Son dönem olan soyut işlemler döneminden sonra, bilişsel yapıda niteliksel bir gelişme ortaya çıkmaz. Ancak geçirilen yaşantılara bağlı olarak niceliksel gelişmeler her zaman mümkündür.

ERGENLİK DÖNEMİNDE DÜŞÜNCE BİÇİMİ NASILDIR?
Soyut işlemler dönemi, düşünmenin yetişkinler düzeyine ulaştığı dönemdir. Dönemin başlangıcı ergenlik yıllarına denk gelir. Böylece ergenlik döneminde hızlı bedensel gelişmeye paralel olarak zihinsel gelişme de hızlanır. Soyut işlemler dönemi içinde çocukluk çağına has düşünce biçimi, yetişkinlik dönemindeki düşünce biçimine dönüşmekle birlikte, bu dönüşüm birdenbire olmaz. Ergenlik dönemi içinde, yetişkin düşüncesinin özelliklerini tümüyle içermeyen, ergenlik dönemine has olarak kabul edilebilecek bir düşünce biçimi kendini gösterir.

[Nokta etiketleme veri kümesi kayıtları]
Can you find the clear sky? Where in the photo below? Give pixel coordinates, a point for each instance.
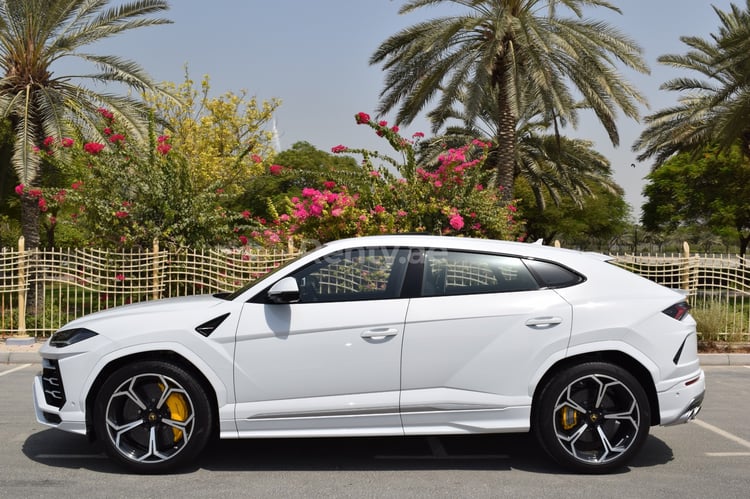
(313, 55)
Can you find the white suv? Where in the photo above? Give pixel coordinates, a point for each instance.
(386, 335)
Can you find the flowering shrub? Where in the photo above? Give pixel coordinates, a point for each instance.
(126, 193)
(450, 197)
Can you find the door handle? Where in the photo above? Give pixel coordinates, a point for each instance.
(379, 334)
(543, 322)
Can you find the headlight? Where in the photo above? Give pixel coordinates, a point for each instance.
(70, 336)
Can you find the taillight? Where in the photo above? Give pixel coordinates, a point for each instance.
(678, 311)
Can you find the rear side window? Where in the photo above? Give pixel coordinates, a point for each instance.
(462, 273)
(551, 275)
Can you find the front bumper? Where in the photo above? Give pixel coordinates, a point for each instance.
(63, 418)
(683, 401)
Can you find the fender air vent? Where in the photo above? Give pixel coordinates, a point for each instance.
(209, 327)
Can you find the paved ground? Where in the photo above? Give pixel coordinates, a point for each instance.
(709, 457)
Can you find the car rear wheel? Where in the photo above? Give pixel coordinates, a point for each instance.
(152, 416)
(592, 417)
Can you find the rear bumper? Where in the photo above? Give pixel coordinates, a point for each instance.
(683, 401)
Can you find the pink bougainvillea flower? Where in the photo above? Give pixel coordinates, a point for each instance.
(106, 113)
(456, 221)
(93, 147)
(275, 169)
(362, 118)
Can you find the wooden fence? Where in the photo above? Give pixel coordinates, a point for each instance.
(41, 290)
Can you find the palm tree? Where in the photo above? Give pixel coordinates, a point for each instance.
(548, 162)
(522, 50)
(35, 35)
(712, 110)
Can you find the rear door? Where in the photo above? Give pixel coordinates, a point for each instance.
(472, 342)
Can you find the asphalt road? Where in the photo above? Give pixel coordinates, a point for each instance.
(709, 457)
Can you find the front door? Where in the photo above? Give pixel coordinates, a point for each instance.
(330, 363)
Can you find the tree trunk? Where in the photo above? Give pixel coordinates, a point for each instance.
(503, 156)
(30, 231)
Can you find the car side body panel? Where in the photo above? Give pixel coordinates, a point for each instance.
(471, 373)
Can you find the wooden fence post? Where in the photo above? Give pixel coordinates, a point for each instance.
(155, 271)
(21, 286)
(686, 267)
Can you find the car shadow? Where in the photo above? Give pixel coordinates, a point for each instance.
(472, 452)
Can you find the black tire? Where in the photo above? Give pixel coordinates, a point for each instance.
(152, 416)
(592, 418)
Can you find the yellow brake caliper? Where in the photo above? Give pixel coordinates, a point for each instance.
(568, 418)
(178, 409)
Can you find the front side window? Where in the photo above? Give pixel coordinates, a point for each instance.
(357, 274)
(461, 273)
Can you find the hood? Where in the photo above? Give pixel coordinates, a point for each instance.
(183, 305)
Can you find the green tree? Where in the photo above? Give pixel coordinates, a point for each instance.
(593, 223)
(40, 102)
(713, 108)
(225, 138)
(528, 59)
(710, 190)
(128, 192)
(300, 166)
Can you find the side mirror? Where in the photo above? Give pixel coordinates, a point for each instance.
(284, 291)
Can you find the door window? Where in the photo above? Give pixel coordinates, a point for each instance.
(462, 273)
(359, 274)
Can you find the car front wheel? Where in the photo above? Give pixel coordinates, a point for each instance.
(152, 416)
(592, 418)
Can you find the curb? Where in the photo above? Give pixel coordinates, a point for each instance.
(725, 359)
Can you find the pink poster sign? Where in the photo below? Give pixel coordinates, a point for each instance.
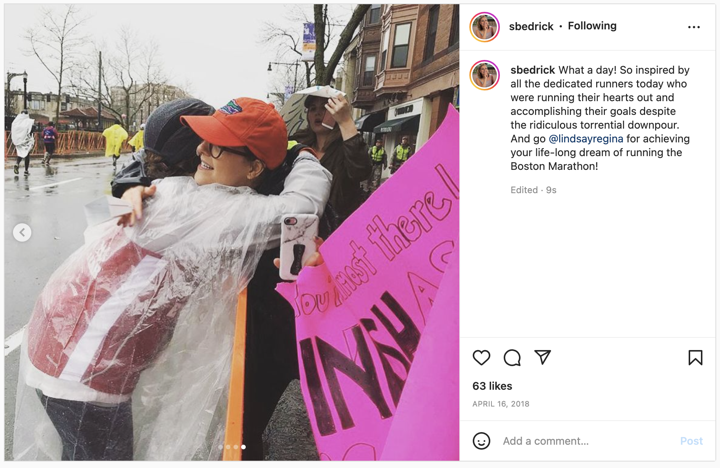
(361, 317)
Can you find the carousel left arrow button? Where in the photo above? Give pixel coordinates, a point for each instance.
(22, 232)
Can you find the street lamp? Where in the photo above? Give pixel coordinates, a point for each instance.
(8, 99)
(24, 90)
(295, 64)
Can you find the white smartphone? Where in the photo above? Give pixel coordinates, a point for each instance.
(297, 243)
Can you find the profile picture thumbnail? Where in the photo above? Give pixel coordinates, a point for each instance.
(484, 26)
(484, 75)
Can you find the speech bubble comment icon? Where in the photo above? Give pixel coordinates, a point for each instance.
(481, 441)
(481, 356)
(512, 357)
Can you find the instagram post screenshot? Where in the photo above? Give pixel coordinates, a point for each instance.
(232, 233)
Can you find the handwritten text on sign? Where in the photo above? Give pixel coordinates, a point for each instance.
(361, 315)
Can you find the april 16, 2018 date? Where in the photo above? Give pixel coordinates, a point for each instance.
(501, 404)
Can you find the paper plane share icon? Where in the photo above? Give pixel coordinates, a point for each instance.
(543, 355)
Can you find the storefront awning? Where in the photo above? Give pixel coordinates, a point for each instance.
(404, 124)
(367, 122)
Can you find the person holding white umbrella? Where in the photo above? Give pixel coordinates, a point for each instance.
(22, 138)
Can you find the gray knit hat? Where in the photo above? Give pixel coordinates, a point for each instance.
(167, 136)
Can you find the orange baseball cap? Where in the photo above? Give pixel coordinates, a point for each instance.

■ Yazılı görevler
1 > Ergenlikte düşünce biçimini anlatan metne göre aşağıdaki soruları yanıtlayın.
(a) Soyut işlemler döneminden sonra bilişsel yapıda hangi tür gelişme ortaya çıkmaz?
(b) Soyut işlemler döneminin başlangıcı hangi yıllara denk gelir?
(c) Çocukluk çağına has düşünce biçiminin yetişkinlik dönemindeki düşünce biçimine dönüşümü nasıl olmaz?
2 > Ergenlikte düşünce biçimini anlatan metni kaldığı yerden ilerletin.

■ Beklenen yanıtlar
1 >
(a) Niteliksel bir gelişme ortaya çıkmaz.
(b) Ergenlik yıllarına denk gelir.
(c) Bu dönüşüm birdenbire olmaz.

2 >
Ortaöğretim yıllarına denk gelen ergenlik çağı içinde ergen ben-merkezciliği diye adlandırılan bir düşünce biçimi ortaya çıkar. Bu durum, soyut işlemler dönemi ile ergenlik dönemine girişin, aşağı yukarı aynı zamanlara rastlaması ile açıklanabilir. Düşünceyle oynamaktan hoşlanan genç, değişik alanlarda adeta kendine has kuramlar geliştirerek, bunların abartılı bir savunucusu olur. Kendi düşünce biçiminin en doğrusu olduğuna inanarak, çevresiyle gereksiz tartışmalara girebilir.

Ergenlerin sık sık kullandıkları iki cümle, bu ben-merkezci düşünce biçiminin tipik ifadesidir. Bunlardan birincisi ben her şeyle başa çıkabilirim, bana bir şey olmaz", diğeri ise "yetişkinler beni anlamıyor" ifadeleridir. Bu yaştaki gençler kendilerinin adeta dokunulmazlığı olduğuna inanır ve olmadık riskler alabilirler. Örneğin çok hızlı ve tehlikeli bir biçimde araba kullanabilir, çok sevdiği için incecik bir montu en soğuk havalarda bile giymeye devam ederler vb... Ergenlerin, yetişkinlerin kendilerini anlamadıklarını düşünmelerinin nedeni de, belli yaşantıların yalnızca kendi başlarına geldiğine inanmalarıdır.


Örneğin, ilk kez aşık olan bir genç kız annesine "Anne, sen aşık olmanın nasıl bir şey olduğunu bilmiyorsun..." dediğinde buna içtenlikle inanır. Yaşadıkları duygular için de bu kural geçerlidir. Yaşadıkları bir olay karşısında hiç kimse onlar kadar öfkelenmemiş-tir ya da sevinmemiştir.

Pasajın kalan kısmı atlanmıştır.